— TASK TO CARRY OUT —
Revise the records below so that every "Detection" becomes "Boxes", with all other text unchanged. Leave the pictures out of your answer.

— Bounding box annotation entries —

>> begin

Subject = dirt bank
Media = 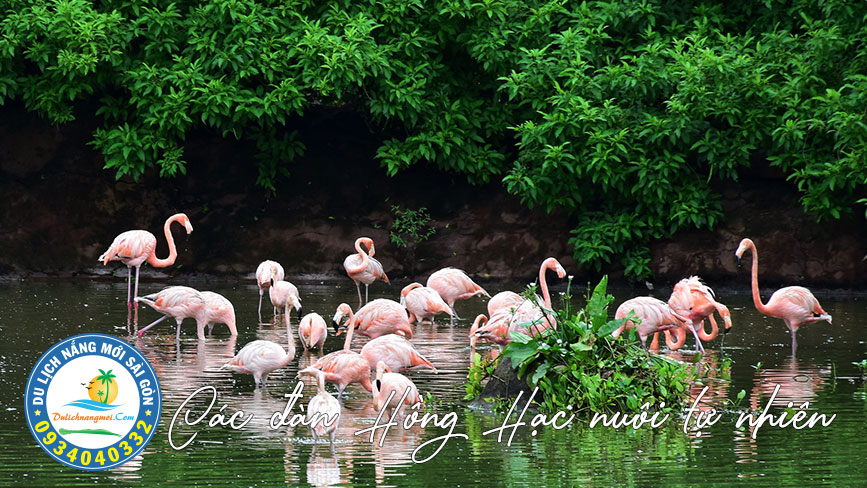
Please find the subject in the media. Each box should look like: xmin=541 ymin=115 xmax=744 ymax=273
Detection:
xmin=0 ymin=102 xmax=867 ymax=288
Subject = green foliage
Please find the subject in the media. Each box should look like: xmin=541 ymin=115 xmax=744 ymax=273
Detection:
xmin=0 ymin=0 xmax=867 ymax=279
xmin=388 ymin=205 xmax=436 ymax=247
xmin=503 ymin=276 xmax=695 ymax=412
xmin=464 ymin=353 xmax=500 ymax=401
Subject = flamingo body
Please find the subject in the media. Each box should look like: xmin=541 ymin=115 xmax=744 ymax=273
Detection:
xmin=400 ymin=283 xmax=452 ymax=324
xmin=298 ymin=313 xmax=328 ymax=354
xmin=361 ymin=334 xmax=437 ymax=373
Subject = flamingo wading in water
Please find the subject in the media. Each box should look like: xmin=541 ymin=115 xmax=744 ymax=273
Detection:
xmin=298 ymin=303 xmax=373 ymax=399
xmin=99 ymin=213 xmax=193 ymax=320
xmin=427 ymin=268 xmax=491 ymax=322
xmin=400 ymin=283 xmax=452 ymax=325
xmin=735 ymin=239 xmax=831 ymax=354
xmin=221 ymin=303 xmax=295 ymax=388
xmin=343 ymin=237 xmax=389 ymax=308
xmin=256 ymin=260 xmax=286 ymax=324
xmin=135 ymin=286 xmax=208 ymax=340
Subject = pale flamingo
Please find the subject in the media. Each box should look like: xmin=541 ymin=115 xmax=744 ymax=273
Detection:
xmin=298 ymin=303 xmax=373 ymax=399
xmin=361 ymin=334 xmax=437 ymax=373
xmin=427 ymin=268 xmax=491 ymax=321
xmin=343 ymin=237 xmax=389 ymax=308
xmin=371 ymin=361 xmax=424 ymax=410
xmin=400 ymin=283 xmax=452 ymax=325
xmin=298 ymin=313 xmax=328 ymax=354
xmin=307 ymin=370 xmax=341 ymax=447
xmin=611 ymin=297 xmax=686 ymax=347
xmin=508 ymin=258 xmax=566 ymax=336
xmin=135 ymin=286 xmax=208 ymax=340
xmin=99 ymin=213 xmax=193 ymax=315
xmin=222 ymin=304 xmax=295 ymax=388
xmin=650 ymin=276 xmax=732 ymax=353
xmin=338 ymin=298 xmax=412 ymax=339
xmin=735 ymin=239 xmax=831 ymax=354
xmin=488 ymin=291 xmax=524 ymax=315
xmin=199 ymin=291 xmax=238 ymax=336
xmin=256 ymin=260 xmax=286 ymax=324
xmin=268 ymin=280 xmax=302 ymax=323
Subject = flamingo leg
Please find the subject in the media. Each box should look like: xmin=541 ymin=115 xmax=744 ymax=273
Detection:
xmin=126 ymin=266 xmax=132 ymax=312
xmin=689 ymin=326 xmax=704 ymax=354
xmin=137 ymin=315 xmax=169 ymax=337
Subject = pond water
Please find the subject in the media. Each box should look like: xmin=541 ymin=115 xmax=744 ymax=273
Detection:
xmin=0 ymin=274 xmax=867 ymax=487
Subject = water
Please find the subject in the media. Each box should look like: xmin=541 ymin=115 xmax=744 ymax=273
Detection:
xmin=0 ymin=280 xmax=867 ymax=487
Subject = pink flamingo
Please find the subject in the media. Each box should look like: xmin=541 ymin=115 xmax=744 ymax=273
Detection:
xmin=256 ymin=260 xmax=286 ymax=324
xmin=371 ymin=361 xmax=424 ymax=410
xmin=221 ymin=304 xmax=295 ymax=388
xmin=650 ymin=276 xmax=732 ymax=353
xmin=338 ymin=298 xmax=412 ymax=339
xmin=488 ymin=291 xmax=524 ymax=315
xmin=135 ymin=286 xmax=208 ymax=340
xmin=611 ymin=297 xmax=686 ymax=347
xmin=298 ymin=313 xmax=328 ymax=354
xmin=361 ymin=334 xmax=437 ymax=373
xmin=307 ymin=370 xmax=341 ymax=447
xmin=298 ymin=303 xmax=373 ymax=399
xmin=735 ymin=239 xmax=831 ymax=354
xmin=427 ymin=268 xmax=491 ymax=322
xmin=400 ymin=283 xmax=452 ymax=325
xmin=99 ymin=213 xmax=193 ymax=319
xmin=268 ymin=280 xmax=302 ymax=322
xmin=343 ymin=237 xmax=389 ymax=308
xmin=199 ymin=291 xmax=238 ymax=336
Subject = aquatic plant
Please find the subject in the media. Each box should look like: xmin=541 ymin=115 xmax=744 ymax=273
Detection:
xmin=503 ymin=276 xmax=697 ymax=412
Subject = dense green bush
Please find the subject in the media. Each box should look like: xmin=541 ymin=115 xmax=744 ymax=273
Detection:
xmin=0 ymin=0 xmax=867 ymax=278
xmin=496 ymin=276 xmax=696 ymax=412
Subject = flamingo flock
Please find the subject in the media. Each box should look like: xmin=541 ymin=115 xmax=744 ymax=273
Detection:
xmin=99 ymin=213 xmax=832 ymax=444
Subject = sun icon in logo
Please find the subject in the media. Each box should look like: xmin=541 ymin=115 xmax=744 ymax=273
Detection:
xmin=85 ymin=369 xmax=118 ymax=405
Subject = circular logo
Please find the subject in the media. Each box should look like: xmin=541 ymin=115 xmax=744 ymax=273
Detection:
xmin=24 ymin=334 xmax=161 ymax=471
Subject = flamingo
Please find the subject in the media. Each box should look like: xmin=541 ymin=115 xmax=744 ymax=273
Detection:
xmin=299 ymin=370 xmax=341 ymax=447
xmin=427 ymin=268 xmax=491 ymax=322
xmin=488 ymin=291 xmax=524 ymax=315
xmin=361 ymin=334 xmax=437 ymax=373
xmin=99 ymin=213 xmax=193 ymax=320
xmin=256 ymin=260 xmax=286 ymax=324
xmin=650 ymin=276 xmax=732 ymax=353
xmin=135 ymin=286 xmax=208 ymax=341
xmin=338 ymin=298 xmax=412 ymax=339
xmin=735 ymin=239 xmax=831 ymax=354
xmin=298 ymin=303 xmax=373 ymax=399
xmin=268 ymin=280 xmax=301 ymax=322
xmin=343 ymin=237 xmax=389 ymax=308
xmin=371 ymin=361 xmax=424 ymax=410
xmin=400 ymin=283 xmax=452 ymax=325
xmin=611 ymin=297 xmax=686 ymax=347
xmin=298 ymin=313 xmax=328 ymax=354
xmin=221 ymin=300 xmax=295 ymax=388
xmin=199 ymin=291 xmax=238 ymax=336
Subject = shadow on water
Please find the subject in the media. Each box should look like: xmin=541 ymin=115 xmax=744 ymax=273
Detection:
xmin=0 ymin=280 xmax=867 ymax=487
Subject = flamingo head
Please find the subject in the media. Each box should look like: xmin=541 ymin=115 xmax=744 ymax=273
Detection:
xmin=735 ymin=239 xmax=755 ymax=264
xmin=331 ymin=303 xmax=352 ymax=335
xmin=467 ymin=314 xmax=488 ymax=337
xmin=355 ymin=237 xmax=376 ymax=257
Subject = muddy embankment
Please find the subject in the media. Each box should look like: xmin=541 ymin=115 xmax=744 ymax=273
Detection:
xmin=0 ymin=102 xmax=867 ymax=289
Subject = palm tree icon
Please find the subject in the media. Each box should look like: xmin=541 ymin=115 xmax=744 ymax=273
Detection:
xmin=96 ymin=369 xmax=116 ymax=404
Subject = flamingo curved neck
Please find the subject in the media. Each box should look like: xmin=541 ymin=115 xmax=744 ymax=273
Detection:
xmin=343 ymin=309 xmax=355 ymax=351
xmin=346 ymin=239 xmax=370 ymax=274
xmin=747 ymin=241 xmax=771 ymax=315
xmin=148 ymin=214 xmax=183 ymax=268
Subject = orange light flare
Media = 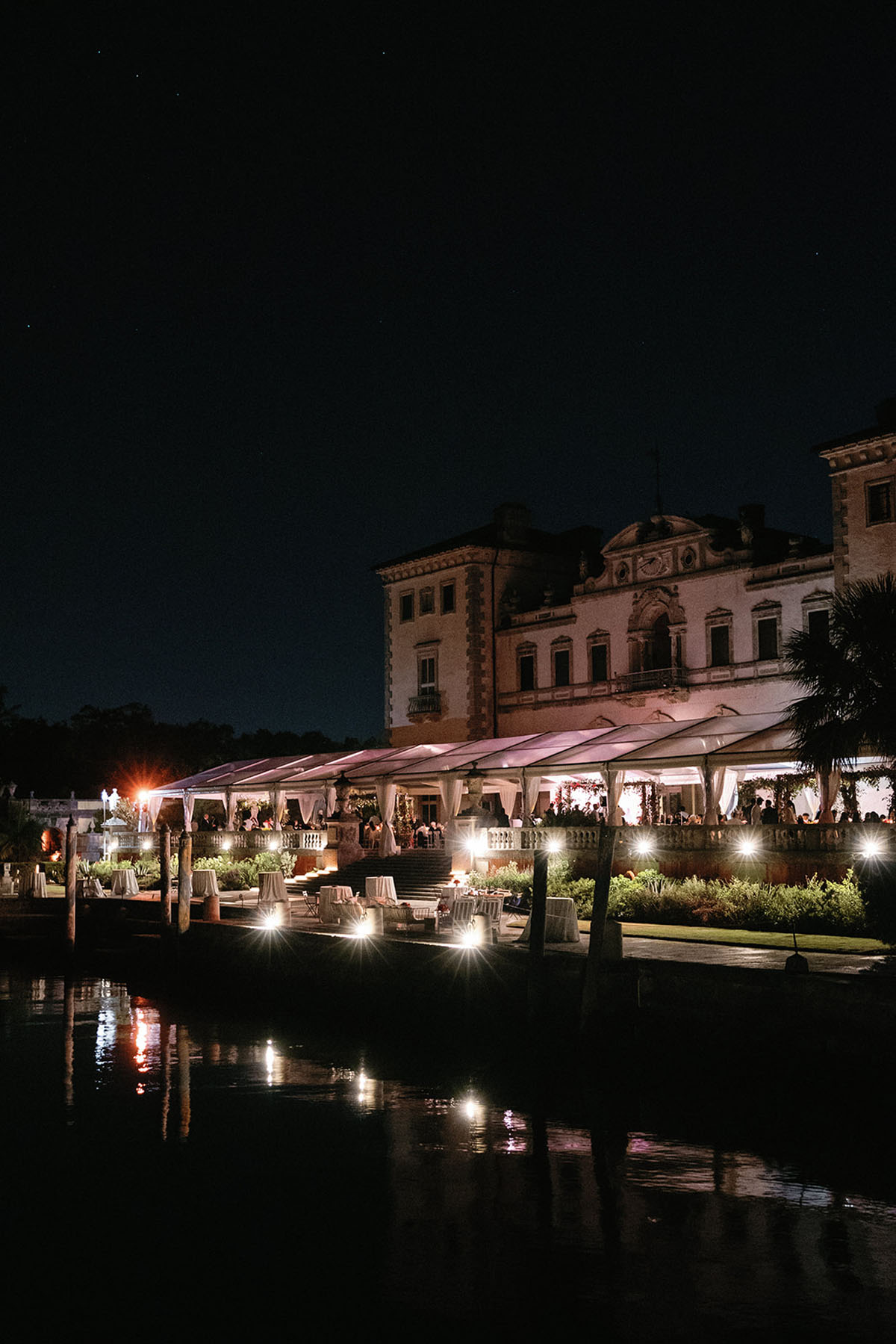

>> end

— FINISHED ANSWER —
Subject = dirt bank
Media = 
Please find the subject in the media. Each box should look like: xmin=541 ymin=115 xmax=744 ymax=273
Boxes:
xmin=0 ymin=102 xmax=867 ymax=288
Subject = green foliage
Please find the subject in the media. Each box should look like: xmin=541 ymin=115 xmax=744 ymax=273
Boxes:
xmin=0 ymin=0 xmax=867 ymax=279
xmin=388 ymin=205 xmax=436 ymax=247
xmin=503 ymin=276 xmax=695 ymax=412
xmin=464 ymin=353 xmax=500 ymax=401
Subject = flamingo body
Please find the subject in the media. Each box should look like: xmin=541 ymin=115 xmax=744 ymax=273
Boxes:
xmin=400 ymin=283 xmax=452 ymax=324
xmin=298 ymin=313 xmax=328 ymax=354
xmin=361 ymin=334 xmax=437 ymax=373
Subject = flamingo wading in water
Please find the subject in the media. Each box should look like: xmin=541 ymin=115 xmax=744 ymax=273
Boxes:
xmin=298 ymin=303 xmax=373 ymax=399
xmin=99 ymin=213 xmax=193 ymax=320
xmin=427 ymin=268 xmax=491 ymax=322
xmin=400 ymin=283 xmax=452 ymax=325
xmin=735 ymin=239 xmax=831 ymax=354
xmin=221 ymin=303 xmax=295 ymax=388
xmin=343 ymin=237 xmax=389 ymax=308
xmin=256 ymin=260 xmax=286 ymax=324
xmin=135 ymin=286 xmax=208 ymax=340
Subject = pale flamingo
Please find the subject in the media. Each box should look like: xmin=541 ymin=115 xmax=744 ymax=273
Boxes:
xmin=298 ymin=303 xmax=373 ymax=399
xmin=361 ymin=334 xmax=437 ymax=373
xmin=427 ymin=268 xmax=491 ymax=321
xmin=343 ymin=237 xmax=389 ymax=308
xmin=371 ymin=361 xmax=424 ymax=410
xmin=400 ymin=283 xmax=452 ymax=325
xmin=298 ymin=313 xmax=328 ymax=354
xmin=307 ymin=370 xmax=341 ymax=447
xmin=611 ymin=297 xmax=686 ymax=347
xmin=508 ymin=258 xmax=566 ymax=336
xmin=135 ymin=286 xmax=208 ymax=340
xmin=99 ymin=213 xmax=193 ymax=315
xmin=222 ymin=304 xmax=295 ymax=388
xmin=650 ymin=276 xmax=732 ymax=353
xmin=338 ymin=298 xmax=412 ymax=339
xmin=735 ymin=239 xmax=831 ymax=354
xmin=488 ymin=291 xmax=524 ymax=315
xmin=199 ymin=291 xmax=238 ymax=336
xmin=256 ymin=260 xmax=286 ymax=324
xmin=268 ymin=280 xmax=302 ymax=323
Subject = flamingo leg
Please find the subject in the media. Each box should look like: xmin=541 ymin=115 xmax=744 ymax=273
Boxes:
xmin=126 ymin=266 xmax=132 ymax=312
xmin=689 ymin=326 xmax=704 ymax=354
xmin=137 ymin=315 xmax=169 ymax=337
Subject = pond water
Please find the subject in the media. Each box should look like: xmin=541 ymin=115 xmax=744 ymax=273
Boxes:
xmin=0 ymin=274 xmax=867 ymax=487
Subject = water
Please find the subject in the media. Each box should look like: xmin=541 ymin=115 xmax=744 ymax=273
Boxes:
xmin=0 ymin=280 xmax=867 ymax=487
Subject = pink flamingo
Please find the subject in the media. Each box should look like: xmin=541 ymin=115 xmax=744 ymax=273
Boxes:
xmin=256 ymin=260 xmax=286 ymax=324
xmin=371 ymin=361 xmax=424 ymax=410
xmin=221 ymin=304 xmax=295 ymax=388
xmin=650 ymin=276 xmax=732 ymax=353
xmin=338 ymin=298 xmax=412 ymax=339
xmin=488 ymin=291 xmax=524 ymax=315
xmin=135 ymin=286 xmax=208 ymax=340
xmin=611 ymin=297 xmax=686 ymax=347
xmin=298 ymin=313 xmax=328 ymax=354
xmin=361 ymin=334 xmax=437 ymax=373
xmin=307 ymin=370 xmax=341 ymax=447
xmin=298 ymin=303 xmax=373 ymax=399
xmin=735 ymin=239 xmax=831 ymax=354
xmin=427 ymin=268 xmax=491 ymax=322
xmin=400 ymin=283 xmax=452 ymax=325
xmin=99 ymin=213 xmax=193 ymax=319
xmin=268 ymin=280 xmax=302 ymax=322
xmin=343 ymin=237 xmax=389 ymax=308
xmin=199 ymin=291 xmax=238 ymax=336
Subject = aquatic plant
Please find the subject in the media. Each box should look like: xmin=541 ymin=115 xmax=744 ymax=273
Boxes:
xmin=503 ymin=276 xmax=697 ymax=412
Subject = dense green bush
Please find the subject in the media. Each box should look like: xmin=541 ymin=115 xmax=744 ymax=273
Boxes:
xmin=0 ymin=0 xmax=867 ymax=278
xmin=496 ymin=276 xmax=696 ymax=412
Subject = flamingo flock
Please find the subject in the media. Each box should look like: xmin=541 ymin=115 xmax=744 ymax=273
Boxes:
xmin=99 ymin=213 xmax=832 ymax=444
Subject = sun icon in logo
Please find the subject in the media. Each box should look like: xmin=541 ymin=115 xmax=744 ymax=273
Boxes:
xmin=85 ymin=369 xmax=118 ymax=405
Subject = circular logo
Please find the subject in the media. Each box should look like: xmin=541 ymin=115 xmax=744 ymax=273
Boxes:
xmin=24 ymin=334 xmax=161 ymax=471
Subject = flamingo
Please find the subject in the media. Each box should look like: xmin=541 ymin=115 xmax=744 ymax=273
Boxes:
xmin=299 ymin=370 xmax=341 ymax=447
xmin=427 ymin=268 xmax=491 ymax=322
xmin=488 ymin=291 xmax=524 ymax=315
xmin=361 ymin=334 xmax=437 ymax=373
xmin=99 ymin=213 xmax=193 ymax=320
xmin=256 ymin=260 xmax=286 ymax=324
xmin=650 ymin=276 xmax=732 ymax=353
xmin=135 ymin=286 xmax=208 ymax=341
xmin=338 ymin=298 xmax=412 ymax=339
xmin=735 ymin=239 xmax=831 ymax=354
xmin=298 ymin=303 xmax=373 ymax=399
xmin=268 ymin=280 xmax=301 ymax=322
xmin=343 ymin=237 xmax=389 ymax=308
xmin=371 ymin=361 xmax=424 ymax=410
xmin=400 ymin=283 xmax=452 ymax=325
xmin=611 ymin=297 xmax=686 ymax=347
xmin=298 ymin=313 xmax=328 ymax=354
xmin=221 ymin=300 xmax=295 ymax=388
xmin=199 ymin=291 xmax=238 ymax=336
Subject = shadow on water
Please find the subject in the media. Each box should look like: xmin=541 ymin=115 xmax=744 ymax=273
Boxes:
xmin=0 ymin=280 xmax=867 ymax=487
Subject = flamingo head
Please find the subject in the media. Each box should look like: xmin=541 ymin=115 xmax=744 ymax=273
Boxes:
xmin=735 ymin=239 xmax=755 ymax=264
xmin=331 ymin=303 xmax=352 ymax=335
xmin=467 ymin=314 xmax=488 ymax=337
xmin=355 ymin=237 xmax=376 ymax=257
Subject = muddy embankment
Please find the subject in the media. Each box should look like: xmin=541 ymin=115 xmax=744 ymax=273
Boxes:
xmin=0 ymin=102 xmax=867 ymax=289
Subject = palm tree icon
Please find the subject in the media. Each box should look like: xmin=541 ymin=115 xmax=744 ymax=273
Boxes:
xmin=96 ymin=369 xmax=116 ymax=404
Subject = flamingo curved neck
Please find the subject in the media. Each box should look like: xmin=541 ymin=115 xmax=744 ymax=273
Boxes:
xmin=343 ymin=309 xmax=355 ymax=351
xmin=346 ymin=239 xmax=370 ymax=274
xmin=747 ymin=241 xmax=771 ymax=315
xmin=148 ymin=214 xmax=183 ymax=268
Subject = orange light flare
Media = 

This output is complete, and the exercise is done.